US stocks fell from records, though losses eased in afternoon trading as crude’s rally took the price of a barrel back above $48 in New York. Treasuries rose with gold as tepid earnings raised new doubts about the strength of the American consumer. The weak sales at department stores underscored rising angst that the biggest part of the US economy isn’t picking up the pace enough to raise growth rates. Investors will get a fresh read on Friday with US retail sales. At the same time, political intrigue continues to roil Washington two days after the president abruptly fired the head of the FBI. The path for interest rates will remain a major focus amid growing bets for a Fed increase in June and talk of tapering by the European Central Bank.

Macy's dismal quarterly performance sent its shares tumbling 17 percent, taking a toll on the consumer discretionary sector, which fell 0.59 percent. Kohl's dropped 7.86 percent after it reported a drop in quarterly sales, while shares of Nordstrom and J.C. Penney each dropped more than 7 percent. Brick-and-mortar retailers are getting hurt probably more than anybody would have expected, as internet sales continue to chip away at their consumer base and US consumption may be flagging.

The weak corporate reports left investors looking to April retail sales data due out on Friday for signs of whether consumers are simply shifting their spending habits away from department stores, or just aren't spending. It's a gut check about the health of the consumer

Eight of the 11 major S&P sectors declined. Financials fell 0.53 percent, weighed down by a 1.79-percent loss in Wells Fargo. Any market pullback, if orderly, could be seen as healthy as long as the underlying fundamentals for the market are strong. So perhaps this was a prescribed pullback and returns a sense of equilibrium to the markets.

Declining issues outnumbered advancing ones on the NYSE by a 1.58-to-1 ratio; on Nasdaq, a 1.73-to-1 ratio favored decliners. The S&P 500 posted 16 new 52-week highs and 9 new lows; the Nasdaq Composite recorded 92 new highs and 65 new lows.

About 6.7 billion shares changed hands on US exchanges, in line with the daily average over the last 20 sessions.

**What this task involves**
Decide whether each statement agrees with the stock market report above. Answer yes or no and quote the words of the report that decide it: (a) Macy's shares fell 17 percent. (b) Trading volume on US exchanges was higher than the daily average of the last 20 sessions. (c) On the NYSE, advancing issues outnumbered declining ones.

**Data provided**
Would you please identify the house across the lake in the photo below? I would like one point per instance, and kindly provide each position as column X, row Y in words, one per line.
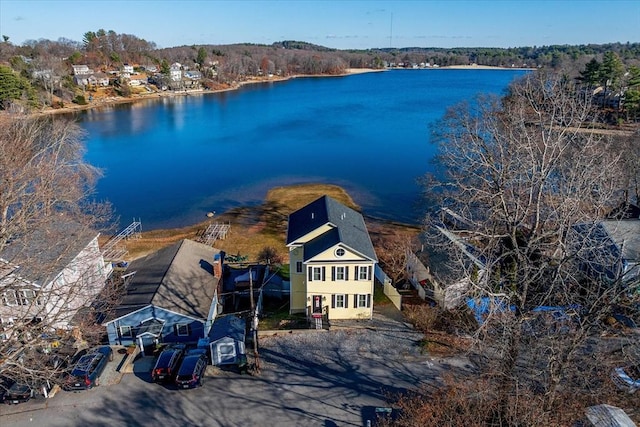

**Task response**
(a) Yes: "Macy's dismal quarterly performance sent its shares tumbling 17 percent"
(b) No: "About 6.7 billion shares changed hands on US exchanges, in line with the daily average over the last 20 sessions."
(c) No: "Declining issues outnumbered advancing ones on the NYSE by a 1.58-to-1 ratio"